TASK OBJECTIVE » Write out exactly the lines running from the line that includes "Mark the innermost point of each instance of the white plant" to the end of the data, both ends included, and nothing besides.

RECORDS TO USE »
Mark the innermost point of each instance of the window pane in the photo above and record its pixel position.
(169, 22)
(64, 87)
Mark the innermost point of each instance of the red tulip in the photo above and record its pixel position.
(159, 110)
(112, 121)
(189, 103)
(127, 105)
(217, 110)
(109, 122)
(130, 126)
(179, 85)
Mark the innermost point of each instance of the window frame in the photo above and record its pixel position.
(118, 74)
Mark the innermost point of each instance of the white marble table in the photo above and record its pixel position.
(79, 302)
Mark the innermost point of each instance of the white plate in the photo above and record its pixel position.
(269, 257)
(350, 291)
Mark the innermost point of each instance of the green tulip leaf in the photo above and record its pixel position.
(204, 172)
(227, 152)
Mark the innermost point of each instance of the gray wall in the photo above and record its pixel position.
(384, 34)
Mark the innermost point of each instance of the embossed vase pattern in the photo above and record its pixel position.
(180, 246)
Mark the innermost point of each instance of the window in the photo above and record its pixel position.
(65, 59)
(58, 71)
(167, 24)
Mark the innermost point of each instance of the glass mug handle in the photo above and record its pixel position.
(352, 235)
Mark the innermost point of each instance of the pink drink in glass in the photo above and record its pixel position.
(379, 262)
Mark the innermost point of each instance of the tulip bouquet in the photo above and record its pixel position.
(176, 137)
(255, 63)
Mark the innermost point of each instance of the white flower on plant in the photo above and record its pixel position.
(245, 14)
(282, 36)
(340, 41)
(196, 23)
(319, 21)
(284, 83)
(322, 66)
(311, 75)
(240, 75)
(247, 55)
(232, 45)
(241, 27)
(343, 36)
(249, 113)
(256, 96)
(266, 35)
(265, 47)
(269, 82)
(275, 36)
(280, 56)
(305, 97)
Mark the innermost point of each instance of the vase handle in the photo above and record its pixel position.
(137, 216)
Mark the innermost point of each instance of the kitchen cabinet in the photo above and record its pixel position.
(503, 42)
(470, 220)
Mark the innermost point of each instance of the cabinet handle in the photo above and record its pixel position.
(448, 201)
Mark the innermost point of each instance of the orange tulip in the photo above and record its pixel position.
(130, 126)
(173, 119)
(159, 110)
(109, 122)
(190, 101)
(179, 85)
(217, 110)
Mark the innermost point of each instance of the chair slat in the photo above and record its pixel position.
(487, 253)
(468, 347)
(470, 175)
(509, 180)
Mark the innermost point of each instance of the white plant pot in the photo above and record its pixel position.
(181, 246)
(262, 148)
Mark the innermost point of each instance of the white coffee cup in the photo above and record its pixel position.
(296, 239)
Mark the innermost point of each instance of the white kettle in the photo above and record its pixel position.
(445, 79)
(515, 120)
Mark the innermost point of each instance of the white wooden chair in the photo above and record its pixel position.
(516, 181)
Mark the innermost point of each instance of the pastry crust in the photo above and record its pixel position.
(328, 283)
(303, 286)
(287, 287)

SOLUTION TO THIS PROBLEM »
Mark the innermost point of each instance of the white plant pot in the photo above and record its pixel position.
(181, 246)
(262, 148)
Mark the innermost point of each instance of the white coffee cup in the photo above and record its pixel position.
(296, 239)
Mark the innermost point of each instance of the white kettle in the photo above and record its pixel position.
(445, 79)
(515, 120)
Mark the innermost point of each instance of the white wooden chair in the photo above and record its pixel position.
(516, 181)
Mark the innermost point of each instance of the pastry crust in the photo above and record its pixel position.
(328, 283)
(303, 286)
(287, 287)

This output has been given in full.